§ **WHAT THE TASK ASKS**
In the listing below, find the line containing "Query: leafy green plant" and the line containing "Query: grassy slope". Repeat exactly those two lines and every line between them.
::::::
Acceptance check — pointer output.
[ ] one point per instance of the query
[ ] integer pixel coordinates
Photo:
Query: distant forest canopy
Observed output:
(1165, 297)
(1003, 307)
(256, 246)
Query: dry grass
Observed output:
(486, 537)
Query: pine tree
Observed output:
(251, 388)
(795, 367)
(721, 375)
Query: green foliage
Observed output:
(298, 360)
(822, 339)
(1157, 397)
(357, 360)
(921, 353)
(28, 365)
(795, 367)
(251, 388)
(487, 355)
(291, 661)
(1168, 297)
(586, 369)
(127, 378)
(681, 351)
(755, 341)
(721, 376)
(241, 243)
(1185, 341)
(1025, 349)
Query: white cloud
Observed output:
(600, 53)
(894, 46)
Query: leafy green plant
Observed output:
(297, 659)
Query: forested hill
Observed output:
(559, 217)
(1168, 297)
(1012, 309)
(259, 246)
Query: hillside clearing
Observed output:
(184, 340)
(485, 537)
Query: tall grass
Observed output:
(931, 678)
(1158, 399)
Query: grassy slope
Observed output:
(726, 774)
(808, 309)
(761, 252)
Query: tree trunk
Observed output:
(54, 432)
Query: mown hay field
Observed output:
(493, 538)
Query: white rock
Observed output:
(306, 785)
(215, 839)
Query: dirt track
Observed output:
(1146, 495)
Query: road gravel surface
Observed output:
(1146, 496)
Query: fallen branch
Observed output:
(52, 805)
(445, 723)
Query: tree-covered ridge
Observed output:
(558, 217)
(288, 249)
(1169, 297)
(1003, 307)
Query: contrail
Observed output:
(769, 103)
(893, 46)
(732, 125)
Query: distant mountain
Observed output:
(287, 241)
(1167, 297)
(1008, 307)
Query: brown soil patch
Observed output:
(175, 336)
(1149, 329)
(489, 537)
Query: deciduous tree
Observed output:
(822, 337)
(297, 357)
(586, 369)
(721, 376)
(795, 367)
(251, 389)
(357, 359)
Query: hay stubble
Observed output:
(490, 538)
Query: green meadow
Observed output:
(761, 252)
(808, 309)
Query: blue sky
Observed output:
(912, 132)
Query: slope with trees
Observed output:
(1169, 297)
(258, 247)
::::::
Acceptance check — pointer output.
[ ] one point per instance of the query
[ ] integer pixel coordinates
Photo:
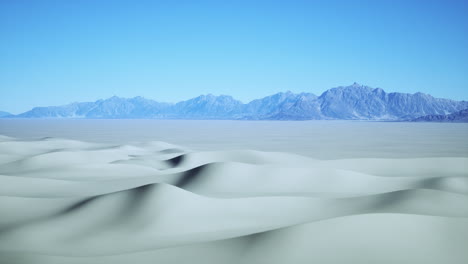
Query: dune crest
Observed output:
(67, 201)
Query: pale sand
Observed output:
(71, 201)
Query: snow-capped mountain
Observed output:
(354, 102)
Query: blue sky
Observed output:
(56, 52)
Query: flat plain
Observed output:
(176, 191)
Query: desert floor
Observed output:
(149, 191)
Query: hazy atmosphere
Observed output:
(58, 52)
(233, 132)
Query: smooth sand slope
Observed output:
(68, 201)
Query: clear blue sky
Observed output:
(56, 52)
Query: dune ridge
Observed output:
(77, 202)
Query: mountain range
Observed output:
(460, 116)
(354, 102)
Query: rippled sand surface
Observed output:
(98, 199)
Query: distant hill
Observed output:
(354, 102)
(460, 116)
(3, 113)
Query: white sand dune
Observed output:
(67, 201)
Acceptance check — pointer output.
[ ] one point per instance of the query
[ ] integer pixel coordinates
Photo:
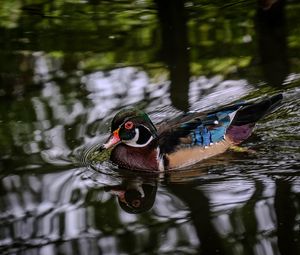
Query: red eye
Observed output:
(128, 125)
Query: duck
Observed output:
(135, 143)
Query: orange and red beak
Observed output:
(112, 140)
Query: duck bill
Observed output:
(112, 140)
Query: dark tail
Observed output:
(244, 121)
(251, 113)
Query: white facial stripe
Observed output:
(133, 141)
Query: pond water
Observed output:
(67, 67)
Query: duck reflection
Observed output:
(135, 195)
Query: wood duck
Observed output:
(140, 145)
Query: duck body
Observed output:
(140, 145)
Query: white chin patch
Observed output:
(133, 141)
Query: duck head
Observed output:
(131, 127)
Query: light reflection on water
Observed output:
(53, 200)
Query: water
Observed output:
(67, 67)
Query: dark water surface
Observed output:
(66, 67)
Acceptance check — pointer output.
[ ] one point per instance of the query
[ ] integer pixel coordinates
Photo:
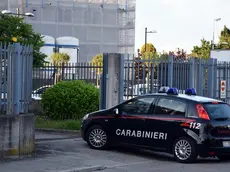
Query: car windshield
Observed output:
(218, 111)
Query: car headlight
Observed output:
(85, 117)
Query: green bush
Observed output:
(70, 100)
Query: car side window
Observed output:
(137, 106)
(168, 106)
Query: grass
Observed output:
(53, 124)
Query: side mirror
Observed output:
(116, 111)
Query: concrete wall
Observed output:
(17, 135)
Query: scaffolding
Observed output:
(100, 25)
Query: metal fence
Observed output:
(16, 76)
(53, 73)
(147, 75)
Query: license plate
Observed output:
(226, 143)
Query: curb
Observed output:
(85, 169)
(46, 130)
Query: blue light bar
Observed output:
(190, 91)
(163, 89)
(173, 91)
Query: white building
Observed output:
::::::
§ **RESULT**
Query: leafy green plant
Observed output:
(297, 659)
Query: forested hill
Observed output:
(559, 217)
(1168, 297)
(1012, 309)
(259, 246)
Query: hillside clearing
Observed output:
(184, 340)
(485, 537)
Query: tall grass
Observed output:
(931, 678)
(1158, 399)
Query: grassy slope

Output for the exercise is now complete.